GIVEN PROBLEM -
Copy out the lines starting with the one that contains "phrase -- vertical tree trunk" and running through the final line below, both included.

___

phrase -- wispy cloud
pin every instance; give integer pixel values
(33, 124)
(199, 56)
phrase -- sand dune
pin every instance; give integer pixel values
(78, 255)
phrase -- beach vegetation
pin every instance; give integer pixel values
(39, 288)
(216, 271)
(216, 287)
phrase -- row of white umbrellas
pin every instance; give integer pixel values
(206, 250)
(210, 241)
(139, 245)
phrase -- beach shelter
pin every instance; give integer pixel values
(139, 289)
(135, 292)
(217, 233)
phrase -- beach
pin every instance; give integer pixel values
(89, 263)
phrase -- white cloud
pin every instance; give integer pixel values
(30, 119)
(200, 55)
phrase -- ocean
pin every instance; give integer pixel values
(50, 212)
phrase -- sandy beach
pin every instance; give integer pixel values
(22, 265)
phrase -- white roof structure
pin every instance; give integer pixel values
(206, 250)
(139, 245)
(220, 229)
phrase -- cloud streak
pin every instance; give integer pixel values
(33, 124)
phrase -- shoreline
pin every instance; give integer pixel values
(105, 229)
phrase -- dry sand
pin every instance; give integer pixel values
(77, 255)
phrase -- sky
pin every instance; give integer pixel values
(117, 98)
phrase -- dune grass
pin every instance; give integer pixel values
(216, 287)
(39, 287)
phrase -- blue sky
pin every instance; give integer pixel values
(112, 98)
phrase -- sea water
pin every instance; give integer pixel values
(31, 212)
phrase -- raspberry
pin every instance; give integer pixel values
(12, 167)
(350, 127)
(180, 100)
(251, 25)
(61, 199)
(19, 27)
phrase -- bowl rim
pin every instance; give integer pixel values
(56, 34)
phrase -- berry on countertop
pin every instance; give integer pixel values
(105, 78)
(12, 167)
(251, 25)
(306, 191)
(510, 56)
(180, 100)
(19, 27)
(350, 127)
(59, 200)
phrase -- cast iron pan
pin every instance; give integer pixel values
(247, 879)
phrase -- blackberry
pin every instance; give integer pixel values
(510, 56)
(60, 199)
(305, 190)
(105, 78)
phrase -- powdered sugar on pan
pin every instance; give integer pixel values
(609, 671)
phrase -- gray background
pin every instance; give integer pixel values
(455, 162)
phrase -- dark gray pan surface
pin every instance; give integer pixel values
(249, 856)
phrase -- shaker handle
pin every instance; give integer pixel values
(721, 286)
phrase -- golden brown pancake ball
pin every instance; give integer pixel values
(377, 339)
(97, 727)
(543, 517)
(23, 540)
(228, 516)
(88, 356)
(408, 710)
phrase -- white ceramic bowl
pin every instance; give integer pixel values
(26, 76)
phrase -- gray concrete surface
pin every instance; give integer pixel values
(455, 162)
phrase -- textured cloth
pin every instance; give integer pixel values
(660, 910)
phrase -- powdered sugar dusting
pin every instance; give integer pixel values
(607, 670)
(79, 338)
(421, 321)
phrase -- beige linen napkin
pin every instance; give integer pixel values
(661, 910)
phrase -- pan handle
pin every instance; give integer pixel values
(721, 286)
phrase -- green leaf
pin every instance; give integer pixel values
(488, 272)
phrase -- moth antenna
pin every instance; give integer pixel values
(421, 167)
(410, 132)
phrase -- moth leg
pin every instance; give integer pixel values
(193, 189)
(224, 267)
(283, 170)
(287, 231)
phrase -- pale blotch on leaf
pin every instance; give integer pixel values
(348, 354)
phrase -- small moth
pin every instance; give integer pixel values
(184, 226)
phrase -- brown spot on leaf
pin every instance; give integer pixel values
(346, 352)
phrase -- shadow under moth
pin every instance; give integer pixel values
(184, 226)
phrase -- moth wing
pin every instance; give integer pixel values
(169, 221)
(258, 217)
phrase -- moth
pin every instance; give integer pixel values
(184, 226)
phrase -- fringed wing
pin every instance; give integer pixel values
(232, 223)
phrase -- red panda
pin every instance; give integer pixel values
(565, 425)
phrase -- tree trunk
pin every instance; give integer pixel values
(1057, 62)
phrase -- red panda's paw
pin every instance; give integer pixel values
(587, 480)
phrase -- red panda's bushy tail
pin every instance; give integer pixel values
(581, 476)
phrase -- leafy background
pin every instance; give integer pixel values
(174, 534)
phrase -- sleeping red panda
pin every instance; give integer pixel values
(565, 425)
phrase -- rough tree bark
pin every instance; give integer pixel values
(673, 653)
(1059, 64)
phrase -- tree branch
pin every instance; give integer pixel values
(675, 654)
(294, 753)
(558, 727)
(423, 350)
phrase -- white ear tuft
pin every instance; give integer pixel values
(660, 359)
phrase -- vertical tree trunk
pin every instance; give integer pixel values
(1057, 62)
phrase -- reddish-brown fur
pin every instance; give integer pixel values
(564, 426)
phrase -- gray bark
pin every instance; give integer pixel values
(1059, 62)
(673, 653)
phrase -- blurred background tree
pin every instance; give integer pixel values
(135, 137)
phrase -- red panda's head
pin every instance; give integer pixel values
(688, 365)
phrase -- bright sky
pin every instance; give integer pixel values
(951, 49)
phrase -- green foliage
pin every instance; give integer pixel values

___

SOLVED EXERCISE -
phrase -- vertical tree trunk
pin every instance; give integer pixel values
(1057, 62)
phrase -- reddish-brown fur
pin every instance; give integer pixel values
(564, 426)
phrase -- gray bark
pin every instance; give integer pixel values
(1059, 62)
(673, 653)
phrase -- blurred background tree
pin every instance; give integer pixel values
(135, 137)
phrase -- red panda's head
pin every instance; give integer pixel values
(688, 365)
phrase -- bright sky
pin every instance; give integer pixel values
(951, 49)
phrase -- green foliage
pin every instance; give integer pixel values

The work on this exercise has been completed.